§ **TAREA ASIGNADA A**
Di si cada afirmación concuerda con el texto sobre Peirce: (i) un tercero siempre actúa como mediador; (ii) el autor piensa analizar cada uno de los elementos del acto comunicativo; (iii) Peirce estudió el tema durante veinte años. Contesta sí o no y cita literalmente las palabras del texto que lo deciden.

Como ya señaló U. Eco[4], es posible estudiar la significación de manera autónoma e independiente de la comunicación, mas aunque esto sería posible desde el punto de vista teórico, no parece ni apropiado ni rentable. Sin embargo, tanto el estudio de la comunicación como su realización efectiva se apoyan necesariamente en la significación, pues para que la comunicación tenga lugar se necesita transmitir un mensaje elaborado a base de signos. Por consiguiente, aclarar la naturaleza del signo es básico para aclarar también la naturaleza de la comunicación.
En este trabajo no me voy a ocupar de definir en qué consiste la comunicación, o de si la comunicación entre máquinas también es comunicación o sólo paso de información, o de analizar todos y cada uno de los elementos que forman parte del acto comunicativo. Mi interés se va a centrar sólo en uno de esos elementos, a saber, el signo. Por ello, intentaré presentar de forma breve la doctrina de Peirce sobre la semiosis, es decir, sobre el proceso en el que algo funciona como signo, comentando sus peculiaridades y destacando lo que me parece más significativo de su concepción frente a otras semejantes. Así, aunque hablar de la semiosis, o de los signos en general, pueda parecer alejado en un principio de la comunicación, creo que, por lo dicho unas líneas más arriba, está suficientemente claro que no es el caso.
2. La justificación del modelo triádico en Peirce
Todo el pensamiento y toda la producción intelectual de Peirce se articula en torno a tres categorías básicas: primeridad [Firtness], segundidad [Secondness] y terceridad [Thirdness]. Son innumerables los textos en los que Peirce describe de una manera u otra estos elementos, y también son variadas las terminologías que emplea para hablar de ellas (primano, segundano, terciano). Los nombres de primeridad, segundidad y terceridad son sumamente genéricos, simples y, en principio, no parecen indicar nada más que la relación de orden que se establece entre ellos; así, un primero no necesita nada más que de sí mismo para ser; un segundo precisa necesariamente de un primero para ser, pues sin la referencia a un primero no habría un segundo. Un tercero es lo que establece la relación entre un primero y un segundo, en este sentido un tercero es siempre un mediador. Peirce llega al convencimiento –después de estudiar el tema “desde todos los puntos de vista” y durante “cuarenta años” (CP 8.331)—, de que la segundidad es inapropiada para abarcar todo lo que está en la mente y de que es inferior en sus aplicaciones a la terceridad, ya que las combinaciones de relaciones para formar otras nuevas son siempre relaciones triádicas irreductibles a relaciones diádicas.

§ **Entradas guardadas**
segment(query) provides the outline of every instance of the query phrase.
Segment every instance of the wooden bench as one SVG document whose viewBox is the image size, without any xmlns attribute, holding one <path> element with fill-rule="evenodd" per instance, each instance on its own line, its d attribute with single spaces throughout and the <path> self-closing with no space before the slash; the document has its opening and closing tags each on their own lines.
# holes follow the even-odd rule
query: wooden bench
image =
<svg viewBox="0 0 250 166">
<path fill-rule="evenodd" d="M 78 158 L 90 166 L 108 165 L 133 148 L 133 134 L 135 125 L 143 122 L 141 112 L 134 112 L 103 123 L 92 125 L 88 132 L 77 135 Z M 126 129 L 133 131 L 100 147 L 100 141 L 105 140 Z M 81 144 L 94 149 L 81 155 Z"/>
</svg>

§ **TAREA ASIGNADA B**
Indica cuántas líneas de los registros contienen la cadena "image", teniendo en cuenta mayúsculas y minúsculas. Responde solo con el número.

§ **RESPUESTA COMPLETA A**
(i) Sí: «en este sentido un tercero es siempre un mediador».
(ii) No: «Mi interés se va a centrar sólo en uno de esos elementos, a saber, el signo.»
(iii) No: «durante “cuarenta años”».

§ **RESPUESTA COMPLETA B**
2